▶ What the exercise asks: Pick out each line in the listing below that contains the word "tree" and copy it.

▶ Data for processing:
-- start --
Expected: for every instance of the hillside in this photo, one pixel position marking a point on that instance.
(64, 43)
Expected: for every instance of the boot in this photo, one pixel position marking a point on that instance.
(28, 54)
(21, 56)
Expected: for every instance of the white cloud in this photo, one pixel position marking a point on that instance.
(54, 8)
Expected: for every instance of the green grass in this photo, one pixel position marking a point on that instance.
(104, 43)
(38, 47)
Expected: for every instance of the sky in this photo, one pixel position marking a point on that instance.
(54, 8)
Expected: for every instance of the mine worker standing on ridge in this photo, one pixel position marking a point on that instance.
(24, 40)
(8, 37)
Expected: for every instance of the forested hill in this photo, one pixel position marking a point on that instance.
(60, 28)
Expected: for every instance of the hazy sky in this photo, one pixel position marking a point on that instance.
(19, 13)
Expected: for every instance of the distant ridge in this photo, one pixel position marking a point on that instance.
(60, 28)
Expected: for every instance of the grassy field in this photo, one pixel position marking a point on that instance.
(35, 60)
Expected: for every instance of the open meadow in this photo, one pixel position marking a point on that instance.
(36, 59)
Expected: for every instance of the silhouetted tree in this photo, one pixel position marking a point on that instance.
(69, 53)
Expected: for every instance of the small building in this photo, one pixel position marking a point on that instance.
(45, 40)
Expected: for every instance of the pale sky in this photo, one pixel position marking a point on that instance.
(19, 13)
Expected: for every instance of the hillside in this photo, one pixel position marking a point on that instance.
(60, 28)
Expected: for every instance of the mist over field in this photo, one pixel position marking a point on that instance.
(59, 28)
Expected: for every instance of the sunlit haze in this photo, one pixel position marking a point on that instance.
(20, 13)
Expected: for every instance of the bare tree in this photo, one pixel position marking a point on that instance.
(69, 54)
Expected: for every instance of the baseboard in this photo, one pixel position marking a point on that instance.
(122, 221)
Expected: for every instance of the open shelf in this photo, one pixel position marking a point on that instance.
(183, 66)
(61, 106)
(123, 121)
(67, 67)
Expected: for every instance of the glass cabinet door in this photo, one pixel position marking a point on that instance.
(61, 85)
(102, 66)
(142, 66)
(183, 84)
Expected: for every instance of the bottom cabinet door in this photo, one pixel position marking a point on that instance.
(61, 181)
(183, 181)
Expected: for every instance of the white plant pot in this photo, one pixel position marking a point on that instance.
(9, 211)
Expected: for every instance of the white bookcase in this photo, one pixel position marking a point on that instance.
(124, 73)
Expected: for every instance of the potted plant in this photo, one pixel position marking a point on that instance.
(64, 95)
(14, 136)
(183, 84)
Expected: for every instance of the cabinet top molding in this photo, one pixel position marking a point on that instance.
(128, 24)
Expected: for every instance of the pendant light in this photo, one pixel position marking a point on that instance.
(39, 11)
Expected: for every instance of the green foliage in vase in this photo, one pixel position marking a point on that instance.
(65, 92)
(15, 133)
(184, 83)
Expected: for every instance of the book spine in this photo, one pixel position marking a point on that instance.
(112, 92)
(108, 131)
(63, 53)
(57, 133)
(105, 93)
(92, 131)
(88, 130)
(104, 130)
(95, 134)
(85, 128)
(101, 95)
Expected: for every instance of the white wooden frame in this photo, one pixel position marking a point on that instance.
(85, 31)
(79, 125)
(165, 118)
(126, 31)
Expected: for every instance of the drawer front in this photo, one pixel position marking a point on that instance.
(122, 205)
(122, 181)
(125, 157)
-- end --
-- start --
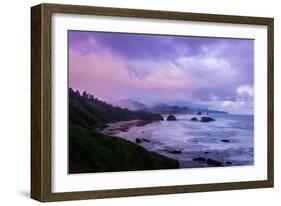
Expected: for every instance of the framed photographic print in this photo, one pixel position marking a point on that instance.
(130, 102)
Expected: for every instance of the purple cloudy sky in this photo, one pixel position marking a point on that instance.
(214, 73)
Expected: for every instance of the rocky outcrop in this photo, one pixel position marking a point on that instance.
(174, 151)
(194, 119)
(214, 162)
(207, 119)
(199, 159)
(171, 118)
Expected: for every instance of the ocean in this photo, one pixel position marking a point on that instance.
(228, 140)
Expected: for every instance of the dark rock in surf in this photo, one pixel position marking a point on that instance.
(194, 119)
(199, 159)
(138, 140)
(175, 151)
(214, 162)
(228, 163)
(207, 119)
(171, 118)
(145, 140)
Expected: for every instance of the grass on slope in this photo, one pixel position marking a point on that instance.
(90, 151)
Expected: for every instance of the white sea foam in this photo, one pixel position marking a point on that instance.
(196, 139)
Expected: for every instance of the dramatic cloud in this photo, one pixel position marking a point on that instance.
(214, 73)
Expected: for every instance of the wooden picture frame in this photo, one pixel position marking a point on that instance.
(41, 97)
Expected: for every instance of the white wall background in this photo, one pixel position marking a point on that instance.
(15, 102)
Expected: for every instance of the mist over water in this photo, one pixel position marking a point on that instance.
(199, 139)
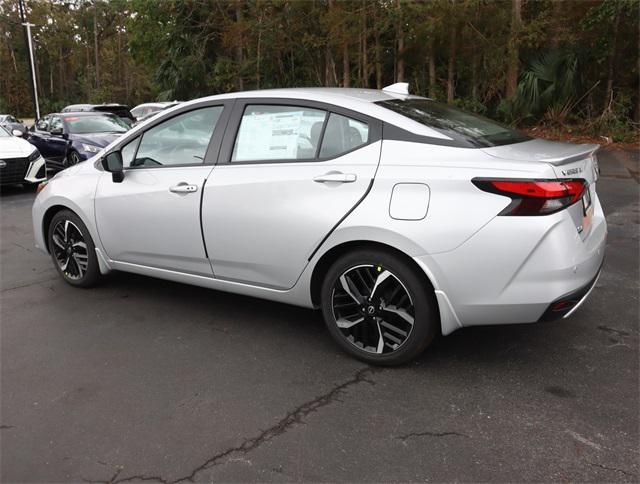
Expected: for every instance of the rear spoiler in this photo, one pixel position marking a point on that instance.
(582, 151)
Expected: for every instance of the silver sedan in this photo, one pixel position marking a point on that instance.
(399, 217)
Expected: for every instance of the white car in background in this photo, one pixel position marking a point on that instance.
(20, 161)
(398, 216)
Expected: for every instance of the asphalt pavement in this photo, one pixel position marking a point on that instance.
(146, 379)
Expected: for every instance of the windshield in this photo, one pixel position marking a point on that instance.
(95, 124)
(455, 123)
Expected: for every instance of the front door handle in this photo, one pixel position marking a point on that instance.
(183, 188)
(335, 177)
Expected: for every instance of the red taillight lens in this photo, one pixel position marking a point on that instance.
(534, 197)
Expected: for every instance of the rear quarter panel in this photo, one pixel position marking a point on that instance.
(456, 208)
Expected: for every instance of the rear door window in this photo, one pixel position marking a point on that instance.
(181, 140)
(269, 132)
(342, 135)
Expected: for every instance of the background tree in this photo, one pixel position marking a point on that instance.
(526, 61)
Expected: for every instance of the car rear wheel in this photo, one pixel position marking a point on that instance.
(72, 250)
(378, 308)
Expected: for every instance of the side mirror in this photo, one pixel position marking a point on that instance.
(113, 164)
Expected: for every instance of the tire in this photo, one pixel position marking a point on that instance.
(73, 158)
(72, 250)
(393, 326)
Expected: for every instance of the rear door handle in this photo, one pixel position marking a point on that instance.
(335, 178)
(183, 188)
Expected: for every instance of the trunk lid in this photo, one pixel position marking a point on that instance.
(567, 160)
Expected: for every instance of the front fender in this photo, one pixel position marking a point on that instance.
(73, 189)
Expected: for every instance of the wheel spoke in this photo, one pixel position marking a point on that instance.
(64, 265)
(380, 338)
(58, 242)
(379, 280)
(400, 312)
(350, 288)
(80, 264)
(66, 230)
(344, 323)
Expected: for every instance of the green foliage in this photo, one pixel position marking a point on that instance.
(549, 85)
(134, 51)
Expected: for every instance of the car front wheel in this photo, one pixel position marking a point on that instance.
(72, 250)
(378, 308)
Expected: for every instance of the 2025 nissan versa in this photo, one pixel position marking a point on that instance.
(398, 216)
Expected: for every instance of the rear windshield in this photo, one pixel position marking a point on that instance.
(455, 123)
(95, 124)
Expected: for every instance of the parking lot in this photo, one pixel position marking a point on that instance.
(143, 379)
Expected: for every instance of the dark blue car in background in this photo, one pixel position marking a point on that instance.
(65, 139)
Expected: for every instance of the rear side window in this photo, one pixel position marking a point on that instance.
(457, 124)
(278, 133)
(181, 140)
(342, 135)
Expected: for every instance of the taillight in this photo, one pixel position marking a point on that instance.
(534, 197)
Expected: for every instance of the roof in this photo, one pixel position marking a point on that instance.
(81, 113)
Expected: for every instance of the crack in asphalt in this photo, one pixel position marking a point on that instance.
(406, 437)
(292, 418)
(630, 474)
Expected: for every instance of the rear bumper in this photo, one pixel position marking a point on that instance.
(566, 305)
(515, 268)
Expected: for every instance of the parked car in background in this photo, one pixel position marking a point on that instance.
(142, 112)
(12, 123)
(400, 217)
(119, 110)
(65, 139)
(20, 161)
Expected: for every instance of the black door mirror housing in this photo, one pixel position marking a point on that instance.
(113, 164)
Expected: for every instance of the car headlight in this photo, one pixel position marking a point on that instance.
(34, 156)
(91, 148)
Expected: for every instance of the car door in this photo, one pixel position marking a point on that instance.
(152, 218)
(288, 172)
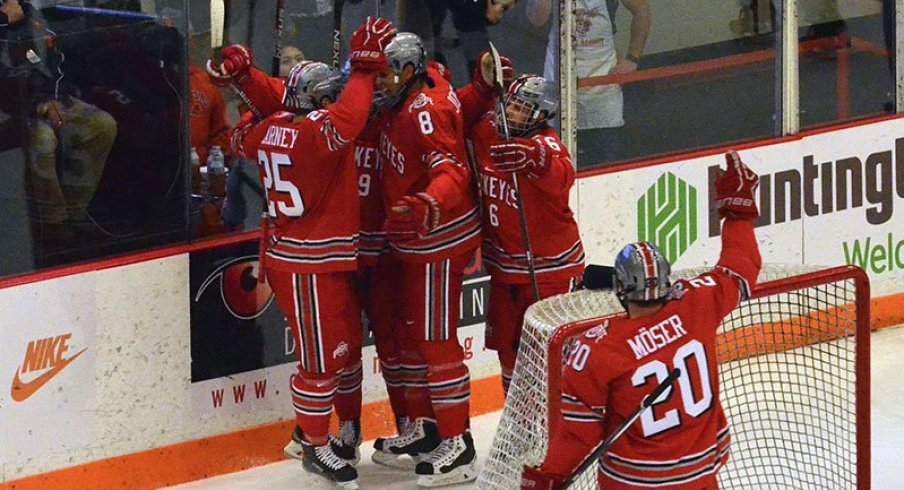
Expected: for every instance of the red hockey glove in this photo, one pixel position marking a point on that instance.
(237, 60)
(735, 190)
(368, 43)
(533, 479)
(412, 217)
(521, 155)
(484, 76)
-- end --
-- start --
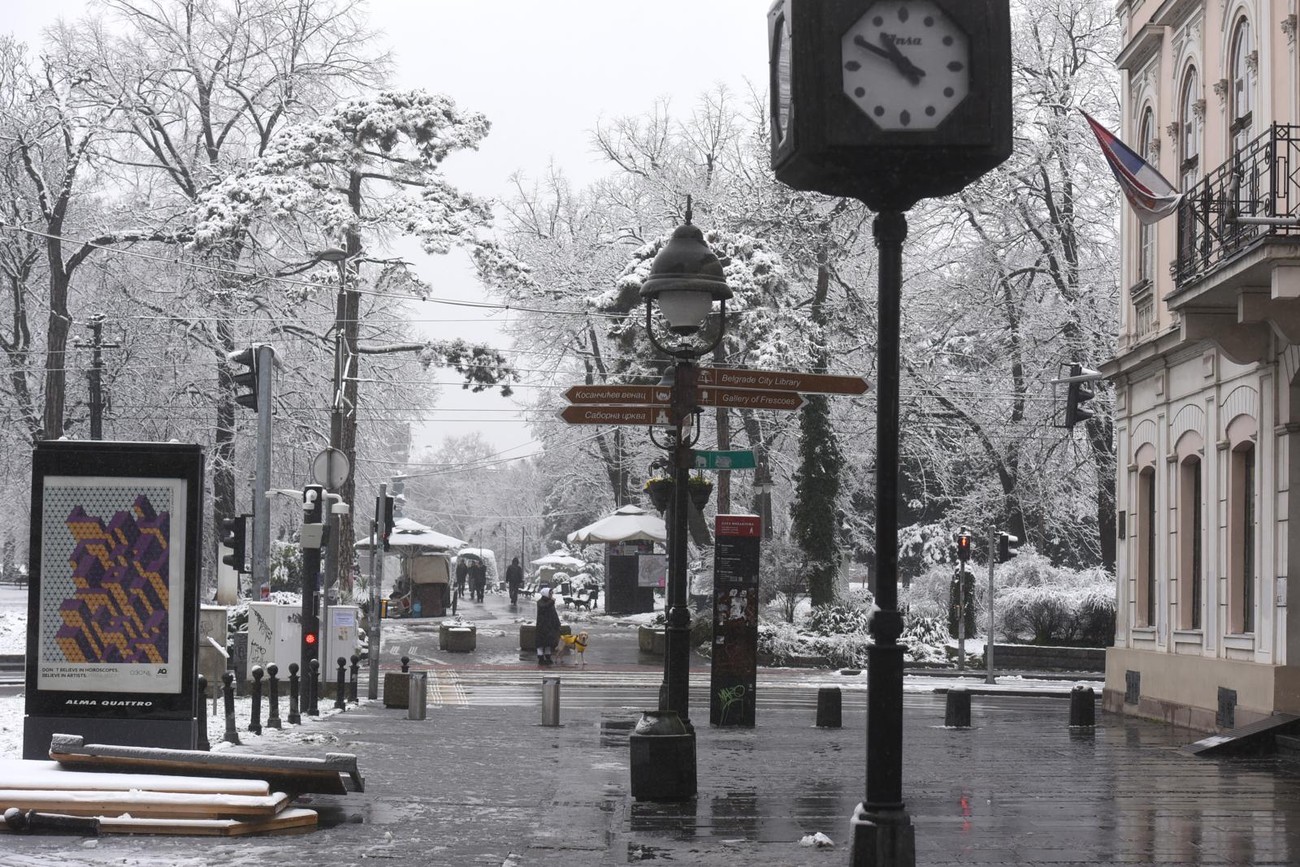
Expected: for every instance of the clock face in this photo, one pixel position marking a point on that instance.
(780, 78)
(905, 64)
-- end --
▶ Answer below:
Expected: for every instance of the silhouetted tree in this photo, one pixel position marking a point on that instance.
Expected: for every instance of the bare tree in this photo, one pixel position marking a point on that instance.
Expected: for every instance of the background tree in this photo, one pixel position marking a point on that instance.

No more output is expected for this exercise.